* **Given request**
Copy out every row below with "Crossing-audit request" changed to "Labeling request" and nothing else altered, and don't include the pictures in your answer.

Pointing rows
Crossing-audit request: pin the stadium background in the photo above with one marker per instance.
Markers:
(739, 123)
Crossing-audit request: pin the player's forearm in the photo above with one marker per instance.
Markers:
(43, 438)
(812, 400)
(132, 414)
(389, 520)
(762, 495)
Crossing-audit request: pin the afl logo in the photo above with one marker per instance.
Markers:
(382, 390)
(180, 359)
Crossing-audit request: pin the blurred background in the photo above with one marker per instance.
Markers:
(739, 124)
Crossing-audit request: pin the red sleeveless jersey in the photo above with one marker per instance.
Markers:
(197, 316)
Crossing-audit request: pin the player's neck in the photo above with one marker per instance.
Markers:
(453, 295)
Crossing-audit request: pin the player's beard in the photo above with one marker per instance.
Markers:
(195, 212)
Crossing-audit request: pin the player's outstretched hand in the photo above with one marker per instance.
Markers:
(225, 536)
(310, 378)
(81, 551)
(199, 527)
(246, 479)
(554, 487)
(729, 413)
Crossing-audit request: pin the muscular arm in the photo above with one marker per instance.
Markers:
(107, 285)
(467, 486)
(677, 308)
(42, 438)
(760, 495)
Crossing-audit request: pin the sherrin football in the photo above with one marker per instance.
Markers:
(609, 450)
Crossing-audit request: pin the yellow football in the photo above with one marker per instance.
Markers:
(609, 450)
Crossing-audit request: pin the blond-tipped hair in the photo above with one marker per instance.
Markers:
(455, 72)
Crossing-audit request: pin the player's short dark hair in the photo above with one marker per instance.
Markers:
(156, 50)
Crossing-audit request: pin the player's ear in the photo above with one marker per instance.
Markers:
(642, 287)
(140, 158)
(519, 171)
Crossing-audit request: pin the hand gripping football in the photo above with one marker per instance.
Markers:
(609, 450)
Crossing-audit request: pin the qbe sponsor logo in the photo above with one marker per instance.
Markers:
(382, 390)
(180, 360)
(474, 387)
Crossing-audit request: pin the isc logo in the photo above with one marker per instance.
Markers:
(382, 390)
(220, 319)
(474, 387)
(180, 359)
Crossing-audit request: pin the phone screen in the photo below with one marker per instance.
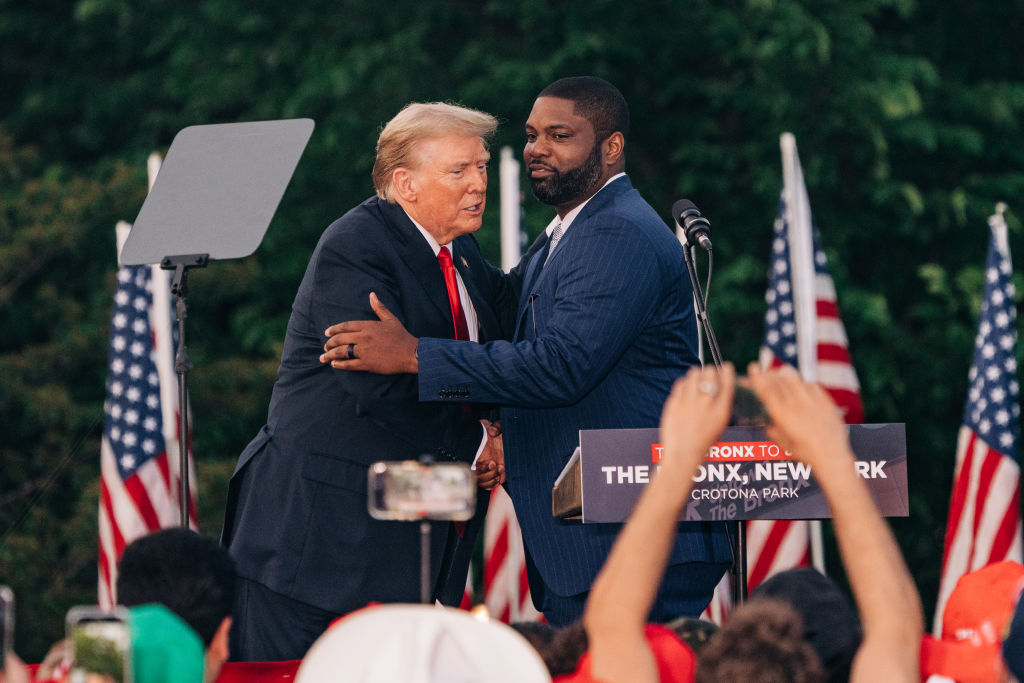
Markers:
(410, 491)
(100, 645)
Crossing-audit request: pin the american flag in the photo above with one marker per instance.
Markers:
(505, 587)
(138, 483)
(984, 523)
(802, 329)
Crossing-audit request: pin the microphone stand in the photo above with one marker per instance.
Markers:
(738, 542)
(180, 266)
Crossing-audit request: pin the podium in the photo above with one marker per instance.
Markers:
(744, 476)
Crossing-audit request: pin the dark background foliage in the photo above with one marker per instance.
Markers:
(906, 113)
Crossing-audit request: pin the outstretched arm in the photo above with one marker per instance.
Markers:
(695, 414)
(806, 422)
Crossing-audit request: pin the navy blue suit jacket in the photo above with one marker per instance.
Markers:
(297, 518)
(602, 332)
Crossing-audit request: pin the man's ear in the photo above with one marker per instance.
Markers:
(613, 147)
(404, 184)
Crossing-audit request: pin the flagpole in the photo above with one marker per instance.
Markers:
(511, 208)
(798, 209)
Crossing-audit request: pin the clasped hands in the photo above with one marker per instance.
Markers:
(491, 465)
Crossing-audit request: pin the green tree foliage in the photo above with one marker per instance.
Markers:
(908, 134)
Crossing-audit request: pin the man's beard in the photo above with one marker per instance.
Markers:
(560, 187)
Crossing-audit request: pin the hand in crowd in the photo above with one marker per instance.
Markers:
(804, 419)
(694, 416)
(382, 346)
(491, 464)
(14, 671)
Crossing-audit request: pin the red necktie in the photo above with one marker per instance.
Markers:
(458, 314)
(461, 329)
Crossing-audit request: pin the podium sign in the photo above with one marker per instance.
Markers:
(744, 475)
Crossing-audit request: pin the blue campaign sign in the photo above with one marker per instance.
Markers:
(744, 476)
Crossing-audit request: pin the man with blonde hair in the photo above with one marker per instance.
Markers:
(297, 523)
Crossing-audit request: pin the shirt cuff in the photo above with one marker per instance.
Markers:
(479, 451)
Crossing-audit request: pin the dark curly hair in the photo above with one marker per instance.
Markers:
(762, 642)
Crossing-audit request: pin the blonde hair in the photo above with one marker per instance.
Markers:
(418, 122)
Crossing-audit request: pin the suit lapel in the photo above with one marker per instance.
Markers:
(538, 269)
(486, 322)
(418, 256)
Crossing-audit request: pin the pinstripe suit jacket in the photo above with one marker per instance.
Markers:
(603, 330)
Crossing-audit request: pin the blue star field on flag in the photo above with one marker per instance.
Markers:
(992, 409)
(134, 421)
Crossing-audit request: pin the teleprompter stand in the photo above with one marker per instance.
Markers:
(216, 193)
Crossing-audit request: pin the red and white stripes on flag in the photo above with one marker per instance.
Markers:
(506, 590)
(139, 477)
(984, 523)
(802, 329)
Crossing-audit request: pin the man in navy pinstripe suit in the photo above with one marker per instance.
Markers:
(605, 324)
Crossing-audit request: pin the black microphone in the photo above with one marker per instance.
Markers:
(696, 228)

* **The answer**
Labeling request: pin the stadium background in the photo above with one marker per instance.
Markers:
(739, 123)
Labeling request: pin the player's forearm in the photo above with one marker per instance.
Markers:
(43, 438)
(812, 400)
(132, 414)
(389, 520)
(762, 495)
Labeling request: pin the afl logo in the photo above with one marker per instance.
Markers:
(382, 390)
(180, 359)
Labeling request: pin the blurred background in the photo above with one marker per instance.
Markers:
(739, 124)
Labeling request: pin the red sleeveless jersey in the photo above with one marker per instance.
Markers:
(197, 316)
Labeling request: pin the player's neck in the photo above with one marker per instance.
Markers:
(453, 295)
Labeling request: pin the player's beard in the photo above with one marker per instance.
Markers:
(195, 212)
Labeling request: pin the player's outstretched hand in the photo above with one marker per instance.
Markers:
(225, 536)
(310, 378)
(81, 551)
(199, 527)
(246, 479)
(554, 487)
(729, 413)
Labeling request: pin the muscular arm in the photo above with one marker per instance.
Markers:
(107, 285)
(467, 486)
(677, 308)
(42, 438)
(760, 495)
Labeling request: pin the sherrin football in the photo above with one marker per instance.
Markers:
(609, 450)
Labeling request: pin the yellow football in the photo above with one marker per instance.
Markers:
(609, 450)
Labeling request: pin the blond-tipped hair in the photo above with one marker per instance.
Markers:
(455, 72)
Labeling request: pin the player's short dark hair in the photo above with one marker per instance.
Markers:
(156, 50)
Labeling request: pin the player's ear in the photo above with one marker per instance.
Markers:
(642, 287)
(140, 158)
(519, 171)
Labeling request: pin the hand gripping football in the photo above with one marker per instance.
Markers:
(609, 450)
Labeling request: pin the qbe sponsor logo in the photo above with one marker per instance.
Markers:
(382, 390)
(180, 360)
(474, 387)
Labeling request: pin the isc logo in the photo above with one marker per instance.
Markers:
(382, 390)
(220, 319)
(474, 387)
(180, 359)
Labeling request: pin the phone screen in the photo below with one marker per instance.
Markers:
(410, 491)
(100, 645)
Labeling request: pin the american flag in the photo above with one marker per instance.
Markers:
(505, 587)
(138, 483)
(984, 523)
(802, 329)
Labeling request: pin the microphone stand in the photo above with one marker per instance.
Markers:
(738, 542)
(180, 266)
Labeling request: pin the podium in the photo above with one marker per instance.
Markers:
(744, 476)
Labeling request: pin the dark background foliage in the photo above with one marker per instance.
Markers:
(906, 113)
Labeling request: pin the outstretched arm in the photo above with one marker per instance.
Markers:
(695, 414)
(806, 422)
Labeling request: pin the navy blue suit jacket in the photo above with one marker per instance.
Markers:
(297, 518)
(602, 332)
Labeling request: pin the man's ear in the photo above with one marker per instance.
Markers:
(613, 147)
(404, 184)
Labeling request: pin the flagpole in the photo above with one marker per instance.
Markers:
(511, 208)
(798, 209)
Labeling request: pin the clasped hands in the photo above with one marker per instance.
Markers:
(491, 465)
Labeling request: pin the green tree foliage in the photo above with one marker per instance.
Markers:
(908, 134)
Labeling request: pin the man's beard in the photo above with one marker per instance.
Markers:
(560, 187)
Labeling request: pin the hand in crowd in the photo above with one marker per instance.
Markers:
(804, 419)
(694, 416)
(382, 346)
(491, 464)
(14, 671)
Labeling request: pin the red necktie in the photo above with one marker per instance.
Markers:
(458, 314)
(461, 329)
Labeling request: pin the podium sign in the photo above with one marker per instance.
Markers:
(744, 475)
Labeling request: pin the blue campaign sign in the photo above with one marker per instance.
Markers:
(744, 476)
Labeling request: pin the man with blonde hair in the photo above with one marker per instance.
Markers:
(297, 523)
Labeling request: pin the shirt cuff in the photo above with one marker per instance.
Markers:
(479, 451)
Labeling request: pin the dark curly hair in the photo above with one marker per instance.
Markers:
(762, 642)
Labeling request: pin the blonde hair in the photo above with one marker per instance.
Markers:
(418, 122)
Labeling request: pin the suit lapel in the photo above with one marker per instance.
Markers:
(538, 269)
(486, 322)
(418, 256)
Labeling request: pin the pinstripe suit jacket in the photo above with one marker per instance.
Markers:
(603, 330)
Labeling request: pin the blue star field on flag in the photo above with one marker per instance.
Markers:
(992, 409)
(134, 421)
Labeling request: pin the teleprompter stand in the photo above with one marker per instance.
Markers:
(216, 193)
Labeling request: pin the red and white stripes on flag in the photo above with one marker per instance.
Markers:
(506, 590)
(139, 477)
(984, 523)
(802, 329)
Labeling request: pin the man in navy pinstripe suit in the photo above with one marker per instance.
Markers:
(605, 324)
Labeling request: pin the black microphone in the photo above with one marker per instance.
Markers:
(696, 228)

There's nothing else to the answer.